* **Try it**
The answer must consist of every line from the data that holds the string "frozen".

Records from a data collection
+--

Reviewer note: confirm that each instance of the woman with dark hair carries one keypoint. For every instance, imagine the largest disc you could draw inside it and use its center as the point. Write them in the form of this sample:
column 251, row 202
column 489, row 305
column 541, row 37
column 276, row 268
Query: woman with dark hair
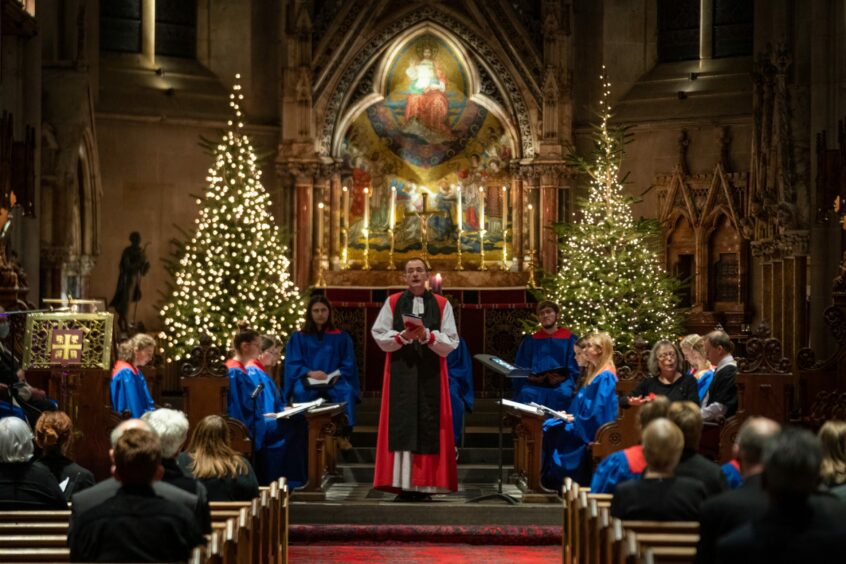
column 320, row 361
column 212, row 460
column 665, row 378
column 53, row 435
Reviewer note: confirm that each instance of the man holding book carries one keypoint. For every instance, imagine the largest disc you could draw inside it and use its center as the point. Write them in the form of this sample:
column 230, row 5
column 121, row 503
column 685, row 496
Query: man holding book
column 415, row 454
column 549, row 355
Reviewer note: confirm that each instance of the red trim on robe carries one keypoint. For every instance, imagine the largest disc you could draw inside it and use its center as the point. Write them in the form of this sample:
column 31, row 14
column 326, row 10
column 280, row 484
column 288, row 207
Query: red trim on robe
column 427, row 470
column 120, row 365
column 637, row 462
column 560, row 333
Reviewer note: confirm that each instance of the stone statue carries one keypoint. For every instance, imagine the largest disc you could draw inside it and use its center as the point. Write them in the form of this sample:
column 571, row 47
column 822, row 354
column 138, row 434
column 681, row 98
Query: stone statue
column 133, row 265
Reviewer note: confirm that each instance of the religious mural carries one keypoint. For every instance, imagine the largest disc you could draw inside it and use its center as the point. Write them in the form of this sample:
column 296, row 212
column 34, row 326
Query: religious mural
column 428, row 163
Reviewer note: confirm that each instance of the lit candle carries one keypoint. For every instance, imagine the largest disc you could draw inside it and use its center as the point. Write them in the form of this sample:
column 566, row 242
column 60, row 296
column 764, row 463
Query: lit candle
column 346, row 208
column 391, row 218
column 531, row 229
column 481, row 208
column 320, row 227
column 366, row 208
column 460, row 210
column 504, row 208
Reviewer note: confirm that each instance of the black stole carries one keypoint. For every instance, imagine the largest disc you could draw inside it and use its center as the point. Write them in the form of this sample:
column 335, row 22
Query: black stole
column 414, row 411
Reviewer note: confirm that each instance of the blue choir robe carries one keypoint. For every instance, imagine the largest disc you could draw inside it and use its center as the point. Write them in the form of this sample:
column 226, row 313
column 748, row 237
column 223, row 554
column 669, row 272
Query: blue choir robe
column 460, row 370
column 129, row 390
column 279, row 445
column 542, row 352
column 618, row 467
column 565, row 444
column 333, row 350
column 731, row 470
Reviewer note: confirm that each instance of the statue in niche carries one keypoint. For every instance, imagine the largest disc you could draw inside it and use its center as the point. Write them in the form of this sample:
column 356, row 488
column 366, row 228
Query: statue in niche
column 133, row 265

+--

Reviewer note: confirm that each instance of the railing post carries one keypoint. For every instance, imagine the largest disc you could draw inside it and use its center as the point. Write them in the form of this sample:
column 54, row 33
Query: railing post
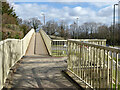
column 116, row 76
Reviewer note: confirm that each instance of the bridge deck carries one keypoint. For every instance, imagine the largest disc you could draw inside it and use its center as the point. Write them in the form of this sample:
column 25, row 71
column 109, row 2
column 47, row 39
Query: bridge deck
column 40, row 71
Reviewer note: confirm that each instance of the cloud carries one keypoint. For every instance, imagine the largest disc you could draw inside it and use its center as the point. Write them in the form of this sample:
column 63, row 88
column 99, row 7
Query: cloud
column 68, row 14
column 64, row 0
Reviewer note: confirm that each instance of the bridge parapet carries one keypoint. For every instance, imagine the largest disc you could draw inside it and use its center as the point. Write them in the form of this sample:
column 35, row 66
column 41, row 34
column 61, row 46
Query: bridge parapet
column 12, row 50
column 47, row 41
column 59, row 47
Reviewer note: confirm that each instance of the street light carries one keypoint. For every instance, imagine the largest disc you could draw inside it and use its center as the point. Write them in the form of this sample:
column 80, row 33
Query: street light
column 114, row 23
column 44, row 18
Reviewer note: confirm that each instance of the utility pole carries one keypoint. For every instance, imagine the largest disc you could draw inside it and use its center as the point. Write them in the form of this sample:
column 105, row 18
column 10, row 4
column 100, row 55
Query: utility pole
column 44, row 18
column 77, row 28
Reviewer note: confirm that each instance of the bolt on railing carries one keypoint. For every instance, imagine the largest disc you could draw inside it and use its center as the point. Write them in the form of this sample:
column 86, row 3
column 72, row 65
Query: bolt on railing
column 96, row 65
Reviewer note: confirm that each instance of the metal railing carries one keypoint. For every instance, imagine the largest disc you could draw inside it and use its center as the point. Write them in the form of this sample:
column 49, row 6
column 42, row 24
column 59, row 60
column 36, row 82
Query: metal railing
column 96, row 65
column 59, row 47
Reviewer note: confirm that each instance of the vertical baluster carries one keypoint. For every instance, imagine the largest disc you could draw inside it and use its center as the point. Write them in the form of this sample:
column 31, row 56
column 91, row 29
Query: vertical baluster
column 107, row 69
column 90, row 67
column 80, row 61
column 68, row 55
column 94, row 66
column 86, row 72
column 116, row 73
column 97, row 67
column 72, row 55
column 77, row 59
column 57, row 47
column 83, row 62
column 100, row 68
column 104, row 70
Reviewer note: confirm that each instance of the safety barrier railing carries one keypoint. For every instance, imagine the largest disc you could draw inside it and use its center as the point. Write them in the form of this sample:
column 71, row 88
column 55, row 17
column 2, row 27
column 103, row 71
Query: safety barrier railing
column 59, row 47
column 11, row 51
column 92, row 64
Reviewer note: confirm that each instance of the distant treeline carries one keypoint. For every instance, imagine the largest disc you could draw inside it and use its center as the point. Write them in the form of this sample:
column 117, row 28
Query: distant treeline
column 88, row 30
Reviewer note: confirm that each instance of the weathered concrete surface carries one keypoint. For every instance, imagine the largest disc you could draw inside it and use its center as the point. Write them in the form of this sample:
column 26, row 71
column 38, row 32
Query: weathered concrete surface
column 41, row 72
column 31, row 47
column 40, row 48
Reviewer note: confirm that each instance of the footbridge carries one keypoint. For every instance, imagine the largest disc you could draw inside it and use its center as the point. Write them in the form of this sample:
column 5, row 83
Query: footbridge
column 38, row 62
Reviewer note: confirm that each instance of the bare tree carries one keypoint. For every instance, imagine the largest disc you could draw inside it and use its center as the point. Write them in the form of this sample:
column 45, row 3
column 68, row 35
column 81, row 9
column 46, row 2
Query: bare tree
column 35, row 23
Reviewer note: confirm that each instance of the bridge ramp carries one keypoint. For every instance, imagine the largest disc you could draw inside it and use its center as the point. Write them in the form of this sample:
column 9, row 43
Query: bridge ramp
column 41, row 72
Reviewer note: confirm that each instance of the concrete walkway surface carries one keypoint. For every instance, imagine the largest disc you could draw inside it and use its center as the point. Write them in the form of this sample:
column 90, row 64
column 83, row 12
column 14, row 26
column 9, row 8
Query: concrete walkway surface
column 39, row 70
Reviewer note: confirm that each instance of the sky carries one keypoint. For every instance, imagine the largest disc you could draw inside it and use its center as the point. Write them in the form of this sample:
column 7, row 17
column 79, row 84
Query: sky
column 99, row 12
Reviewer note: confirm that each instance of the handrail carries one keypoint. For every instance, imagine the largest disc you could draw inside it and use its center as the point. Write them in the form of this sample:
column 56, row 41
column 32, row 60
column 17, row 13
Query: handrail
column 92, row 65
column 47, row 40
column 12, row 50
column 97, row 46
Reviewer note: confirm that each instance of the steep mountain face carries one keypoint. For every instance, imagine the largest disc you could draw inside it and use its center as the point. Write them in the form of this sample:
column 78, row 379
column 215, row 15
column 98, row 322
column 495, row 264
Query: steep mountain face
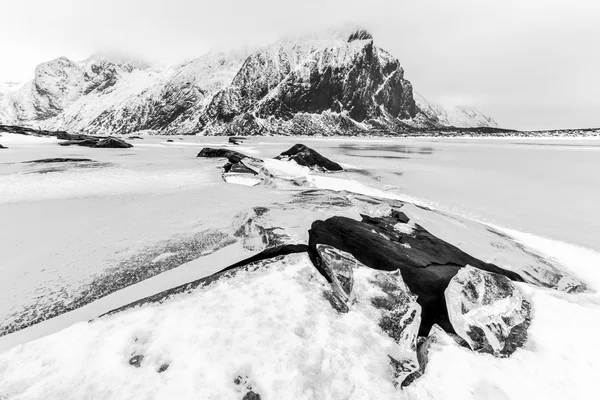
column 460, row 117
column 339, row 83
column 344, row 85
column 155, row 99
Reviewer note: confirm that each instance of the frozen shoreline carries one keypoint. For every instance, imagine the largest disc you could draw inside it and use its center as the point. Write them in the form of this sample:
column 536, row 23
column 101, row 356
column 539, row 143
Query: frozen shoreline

+--

* **Solution to this exercise**
Reviewer note: confirm that each instance of the frozen shoreline carries one keypoint. For every instance, imagine the largest disc you could draw inside it and use its center as the point. Write them in the form of this sample:
Query: frozen shoreline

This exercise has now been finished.